## 任务说明
请从这篇讲用单调栈求最大全1子矩阵的文章停下的地方接着往下写。

## 文本片段
+ + + + + + +
本文介绍了一种使用单调栈解决最大全1子矩阵问题的方法。通过将矩阵中的每个1视为不同高度的矩形,利用单调栈计算这些矩形组成的最大面积子矩阵。文章提供了一个详细的C++实现示例。
题目链接:http://poj.org/problem?id=3494点击打开链接
Largest Submatrix of All 1’s
| Time Limit: 5000MS | Memory Limit: 131072K | |
| Total Submissions: 6674 | Accepted: 2472 | |
| Case Time Limit: 2000MS | ||
Description
Given a m-by-n (0,1)-matrix, of all its submatrices of all 1’s which is the largest? By largest we mean that the submatrix has the most elements.
Input
The input contains multiple test cases. Each test case begins with m and n (1 ≤ m, n ≤ 2000) on line. Then come the elements of a (0,1)-matrix in row-major order on m lines each with n numbers. The input ends once EOF is met.
Output
For each test case, output one line containing the number of elements of the largest submatrix of all 1’s. If the given matrix is of all 0’s, output 0.
Sample Input
2 2 0 0 0 0 4 4 0 0 0 0 0 1 1 0 0 1 1 0 0 0 0 0
Sample Output
0 4
单调栈的题 将矩阵里的每个1从上往下看做是一个长方形 则长度比他高的可以继续 比他小的停止
#include <iostream>
#include <queue>
#include <stdio.h>
#include <stdlib.h>
#include <stack>
#include <limits>
#include <string>
#include <string.h>
#include <vector>
#include <set>
#include <map>
#include <algorithm>
#include <math.h>
using namespace std;
int mmap[2222][2222];
int step[2222][2222];
int l[2222][2222];
int r[2222][2222];
int main()
{
int n,m;
while(~scanf("%d%d",&n,&m))
{
memset(mmap,0,sizeof(mmap));
memset(step,0,sizeof(mmap));
memset(l,0,sizeof(mmap));
memset(r,0,sizeof(mmap));
for(int i=1;i<=n;i++)
+ + + + + + +
## 提供的信息
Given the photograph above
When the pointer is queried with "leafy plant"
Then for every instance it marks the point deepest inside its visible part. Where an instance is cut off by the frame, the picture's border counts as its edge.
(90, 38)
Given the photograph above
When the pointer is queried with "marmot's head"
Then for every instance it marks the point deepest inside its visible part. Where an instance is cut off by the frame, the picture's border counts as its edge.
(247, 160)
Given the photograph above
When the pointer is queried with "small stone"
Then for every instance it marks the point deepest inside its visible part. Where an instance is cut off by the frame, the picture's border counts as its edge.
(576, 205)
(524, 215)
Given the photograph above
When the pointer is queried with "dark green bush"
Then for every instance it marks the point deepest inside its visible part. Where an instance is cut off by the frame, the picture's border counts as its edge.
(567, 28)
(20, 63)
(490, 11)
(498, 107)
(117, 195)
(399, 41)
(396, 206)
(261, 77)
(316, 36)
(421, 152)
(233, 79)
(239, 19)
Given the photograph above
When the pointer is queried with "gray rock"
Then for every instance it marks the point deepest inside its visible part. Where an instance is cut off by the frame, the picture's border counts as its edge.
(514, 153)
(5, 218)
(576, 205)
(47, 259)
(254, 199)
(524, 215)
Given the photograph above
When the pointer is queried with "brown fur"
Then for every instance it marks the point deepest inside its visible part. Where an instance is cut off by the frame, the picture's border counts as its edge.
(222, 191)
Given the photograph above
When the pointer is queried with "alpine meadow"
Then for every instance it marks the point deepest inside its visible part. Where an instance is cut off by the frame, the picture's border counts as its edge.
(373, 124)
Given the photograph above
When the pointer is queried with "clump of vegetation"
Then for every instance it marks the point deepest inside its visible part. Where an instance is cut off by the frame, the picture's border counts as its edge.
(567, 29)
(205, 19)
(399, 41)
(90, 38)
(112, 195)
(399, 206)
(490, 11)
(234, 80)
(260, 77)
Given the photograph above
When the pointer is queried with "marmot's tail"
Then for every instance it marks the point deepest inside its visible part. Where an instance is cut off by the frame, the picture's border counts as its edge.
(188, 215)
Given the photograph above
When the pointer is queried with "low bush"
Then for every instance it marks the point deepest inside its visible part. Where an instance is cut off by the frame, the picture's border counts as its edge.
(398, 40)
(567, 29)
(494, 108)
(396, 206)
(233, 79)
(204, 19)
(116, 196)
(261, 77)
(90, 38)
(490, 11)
+ + + + + + +
## 任务结果
{
for(int j=1;j<=m;j++)
scanf("%d",&mmap[i][j]);
}
int len=1;
for(int j=1;j<=m;j++)
{
for(int i=1;i<=n;i++)
{
if(mmap[i][j])
{
step[i][j]=len++;
}
else
{
len=1;
}
}
len=1;
}
stack<int > s;
for(int i=1;i<=n;i++)
{
for(int j=1;j<=m;j++)
{
while(1)
{
if(s.empty())
{
if(mmap[i][j]==0)
l[i][j]=0;
else
l[i][j]=1;
s.push(j);
break;
}
else
{
if(step[i][s.top()]>=step[i][j])
{
l[i][j]=s.top();
s.pop();
}
else
{
l[i][j]=s.top()+1;
s.push(j);
break;
}
}
}
}
while(!s.empty())
s.pop();
}
for(int i=1;i<=n;i++)
{
for(int j=m;j>=1;j--)
{
while(1)
{
if(s.empty())
{
if(mmap[i][j]==0)
r[i][j]=0;
else
r[i][j]=m;
s.push(j);
break;
}
else
{
if(step[i][s.top()]>=step[i][j])
{
r[i][j]=s.top();
s.pop();
}
else
{
r[i][j]=s.top()-1;
s.push(j);
break;
}
}
}
}
while(!s.empty())
s.pop();
}
int mmax=0;
for(int i=1;i<=n;i++)
for(int j=1;j<=m;j++)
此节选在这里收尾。